- Given problem A -
Answer these questions using the earnings call transcript:
(i) Which business was a little soft in the quarter?
(ii) What model are the Navy aircraft that will be supported?
(iii) Which years is the current mobility downturn compared to?
- Given problem B -
Output the passage of the earnings call transcript starting with "And on the Expeditionary" and going on through "a downward pressure.".
- Given problem C -
Go on with the earnings call transcript from where it stops.

-- START OF Document excerpt --

I mean, I know you had, at one point, thought this could be a - can maintain a sustainable high single-digit or even low double-digit top line growth. How do you feel about the business in general, and then specifically in the parts business, any commentary on that would be great. Thanks..
So, Larry, I feel good about the business. I feel we're in a good position. The demand seems to be pretty robust. I feel good about our positioning. We're doing good work out of our shop so the heavy maintenance business has been relatively strong. The supply businesses in total have been strong.
We had the trading business was a little soft in the quarter, but better than the quarter before. And we're entering the fourth quarter with good momentum across all the businesses. So we feel good about the prospects for our Aviation Services businesses..
And this may be hard to measure or quantify, but maybe anecdotally with oil, although it's come back up a little bit, still I think the going belief is it'll remain well below it for the next at least near future, are you seeing some of these older planes stay on longer and with that, I guess, you would be a net beneficiary of that?.
I can't say that we're seeing anything unusual in that regard. So I believe that there is a mixture as new aircraft are coming into the system. I believe a percentage of those aircraft are for growth and a percentage are to replace some of the older aircraft. But at the end of the day, our business benefits from just having more aircraft in the system.
So if you look at the Navy aircraft we'll be supporting, those are 737-700s, relatively modern aircraft, and if you look at the mix of most of our customers today, you'll see that there's a good blend of newer aircraft and older aircraft.
So I think as we move forward, I'm not sure if the price of fuel is playing a huge factor in this equation other than the airlines continue to do very well in this environment, and maintaining their schedules is important to them. So paying for the spare parts and the maintenance to be performed on a timely basis, I believe, is working in our favor.
So there have been years past where airlines have deferred maintenance or they deferred inventory spend. I can't say that we're seeing that today..
Okay.
And on the Expeditionary Services, mobility has that taken another it looks like another leg down or is that fairly some further drop from year-over-year?.
Yeah. The mobility business has continued to surprise us to the negative. That being said, we did have a nice win on this one contract in the quarter. And I believe that business will be tough here, continue to be tough for the near term. At some point, the supplies are going to start diminishing the level of safety spares that the government maintains.
And at that point, I would expect to see a pick-up in that business. So if you look at that business from a 30-year horizon standpoint, going back, you will have noted these kinds of times where there was a downward pressure.
So this will be similar to what we experienced in 1998, 1999, 2000, but again, we feel good about our leadership position in this field. We know that the product is necessary. It's just not being ordered today but it will be ordered and we'll be in a good position to deal with it.
We're taking good actions around the cost side, so we're improving our competitiveness on a going-forward basis. And yeah, I think we're taking the right actions..

-- END OF Document excerpt --
-- START OF Dataset content --

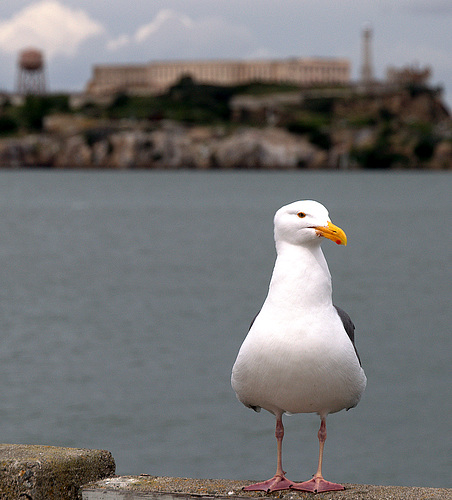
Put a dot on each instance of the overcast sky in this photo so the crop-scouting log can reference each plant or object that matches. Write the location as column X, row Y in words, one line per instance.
column 76, row 34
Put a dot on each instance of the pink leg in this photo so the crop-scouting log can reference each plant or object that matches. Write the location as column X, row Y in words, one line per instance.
column 278, row 481
column 317, row 484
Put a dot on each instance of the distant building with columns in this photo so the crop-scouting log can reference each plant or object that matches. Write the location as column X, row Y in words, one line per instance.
column 157, row 77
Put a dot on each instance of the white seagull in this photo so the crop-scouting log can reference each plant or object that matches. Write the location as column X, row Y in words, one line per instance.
column 299, row 354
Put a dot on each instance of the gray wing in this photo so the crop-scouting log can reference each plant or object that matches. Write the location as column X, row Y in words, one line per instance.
column 349, row 328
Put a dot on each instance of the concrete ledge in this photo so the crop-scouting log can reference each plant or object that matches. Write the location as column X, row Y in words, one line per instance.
column 170, row 488
column 48, row 472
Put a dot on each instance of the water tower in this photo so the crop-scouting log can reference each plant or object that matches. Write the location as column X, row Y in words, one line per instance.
column 30, row 76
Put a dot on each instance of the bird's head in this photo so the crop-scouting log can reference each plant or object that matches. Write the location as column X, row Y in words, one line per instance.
column 304, row 222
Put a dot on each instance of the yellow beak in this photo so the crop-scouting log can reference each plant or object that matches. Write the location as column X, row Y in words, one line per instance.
column 333, row 233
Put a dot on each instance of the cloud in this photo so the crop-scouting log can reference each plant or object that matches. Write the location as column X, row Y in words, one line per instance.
column 173, row 34
column 165, row 19
column 49, row 26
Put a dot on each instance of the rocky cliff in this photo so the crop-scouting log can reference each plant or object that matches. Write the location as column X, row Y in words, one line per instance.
column 404, row 128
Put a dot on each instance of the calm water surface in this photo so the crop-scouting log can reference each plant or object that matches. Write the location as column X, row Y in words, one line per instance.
column 125, row 296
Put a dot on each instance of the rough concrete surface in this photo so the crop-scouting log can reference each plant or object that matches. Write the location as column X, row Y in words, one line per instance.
column 170, row 488
column 48, row 472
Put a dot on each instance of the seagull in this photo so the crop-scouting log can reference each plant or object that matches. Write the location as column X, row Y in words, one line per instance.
column 299, row 355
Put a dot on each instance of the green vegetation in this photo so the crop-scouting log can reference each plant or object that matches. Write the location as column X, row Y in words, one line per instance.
column 387, row 130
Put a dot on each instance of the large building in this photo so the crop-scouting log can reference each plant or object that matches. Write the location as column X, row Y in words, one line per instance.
column 157, row 77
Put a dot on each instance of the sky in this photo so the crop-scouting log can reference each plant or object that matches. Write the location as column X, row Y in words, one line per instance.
column 77, row 34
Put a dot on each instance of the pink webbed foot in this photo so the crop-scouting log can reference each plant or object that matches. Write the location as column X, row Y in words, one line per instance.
column 274, row 484
column 317, row 485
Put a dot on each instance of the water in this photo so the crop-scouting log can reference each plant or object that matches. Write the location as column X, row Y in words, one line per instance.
column 125, row 296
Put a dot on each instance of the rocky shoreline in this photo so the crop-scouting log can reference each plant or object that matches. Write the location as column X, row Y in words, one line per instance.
column 172, row 145
column 169, row 146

-- END OF Dataset content --

- Result A -
(i) The trading business.
(ii) 737-700s.
(iii) 1998, 1999 and 2000.

- Result B -
And on the Expeditionary Services, mobility has that taken another it looks like another leg down or is that fairly some further drop from year-over-year?.
Yeah. The mobility business has continued to surprise us to the negative. That being said, we did have a nice win on this one contract in the quarter. And I believe that business will be tough here, continue to be tough for the near term. At some point, the supplies are going to start diminishing the level of safety spares that the government maintains.
And at that point, I would expect to see a pick-up in that business. So if you look at that business from a 30-year horizon standpoint, going back, you will have noted these kinds of times where there was a downward pressure.

- Result C -
Great. Just lastly, you guys had planned an Analyst's Day for April.
Is that still in the works?.
Yeah, no, the April date, as it turned out, we had conflict in a few different things. I think now we're going back to October which is the timeframe we've historically held our Analyst's Days. We tried to see if we could do it in July, but we ran into conflicts there with June's quarter earnings results.
I think that was the same problem in April, too, as I think about it. So the October period is, I think - we'll run into some September quarter pressure but we're going to hold it a little earlier in October. So that's what we're shooting for..
Got you. Great, thanks..
Yeah..
Thank you. Our next question comes from Robert Spingarn of Credit Suisse. Your line is open..
Hi there..
Hi, Rob..
Hey, Rob..
So just sticking with Expeditionary. David, how do we think about - well, first maybe talk about the number of aircraft employed and what you expectations are, but then also some of the disappointment. It sounds like it's gotten a little incrementally worse than you would have expected and there's some pricing pressure.
So how do we think about the number of aircraft going forward based on what you can see and then on the potential margins in this business, if this pricing pressure's going to stick around?.
So let me turn it over to Tim to address the number of aircraft and an overall snapshot as to how we see things today..
Yeah, so Rob, we are - we ended the quarter with the same 19 that we had on the first day of the quarter. Then we'll add three contract positions with the Falkland Islands contract. Its four aircraft but its three contract positions. The 189s are two aircraft to make one because of the location. We'll have to see.
We've got contract positions that are up, that have been rebid and we'll see if we're able to retain them. The pricing pressure is extremely difficult, and we're really not inclined to tie up our assets for long periods of time at this kind of pricing level. So we're being disciplined on our pricing and kind of taking a longer view. So we'll see.
At the same time, we're also looking for the non-DoD kind of battlefield support, more search and rescue opportunities like the Falkland Islands to diversify our business..
Is the pricing pressure demand driven or supply driven? Or is it both?.
Well, there's excess capacity, right? There are players - if you know the helicopter market, you know that there's not very much good going on, right? The oil and gas aircraft are significantly under-utilized. The DoD aircraft are significantly under-utilized. Some of the firefighting are under-utilized. So there is plenty of assets out there.
So, I guess it’s fewer requirements from our core customer combined with a glut of equipment available..
Okay. So with that in mind, David, we've talked in the past. We've framed this business as being potentially an equivalent contributor to the other business. You know, when we do the math, if we back out the tax help, I think you earned about $0.26 in the quarter and maybe only $0.01 of that was dilution from expeditionary's loss, small loss.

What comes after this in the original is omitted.